BRIEF →
When you copy the entries, match them exactly and omit the pictures.

Excerpts from a dataset
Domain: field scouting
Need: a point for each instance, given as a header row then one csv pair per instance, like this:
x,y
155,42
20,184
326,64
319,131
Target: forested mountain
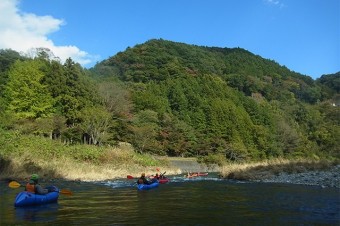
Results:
x,y
175,99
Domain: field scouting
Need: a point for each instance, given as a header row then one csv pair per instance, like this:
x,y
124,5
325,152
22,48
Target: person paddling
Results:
x,y
34,187
143,180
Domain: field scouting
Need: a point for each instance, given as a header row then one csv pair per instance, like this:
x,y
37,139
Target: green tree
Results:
x,y
27,97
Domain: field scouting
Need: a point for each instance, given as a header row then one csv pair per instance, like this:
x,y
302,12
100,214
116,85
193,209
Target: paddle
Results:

TASK OUTPUT →
Domain: field scouting
Need: a point for each instance, given as a header row then one csv pair per instance, like this:
x,y
155,42
20,184
326,64
319,131
Target: forested mountain
Results:
x,y
175,99
Domain: field scouting
Need: a point for each instance, given as a header row then one csv pair per instance, like this:
x,y
124,5
325,152
22,48
Target: person paddling
Results:
x,y
34,187
143,180
Domain: field scouting
Need: a point for each instance, given as a header row then one csv pair per instance, like this:
x,y
37,139
Target: green tree
Results:
x,y
27,97
Domain: field scouting
Need: a point for each instance, given as a header row then one csv pair per instance, like this:
x,y
302,12
100,214
116,85
193,209
Target: paddle
Results:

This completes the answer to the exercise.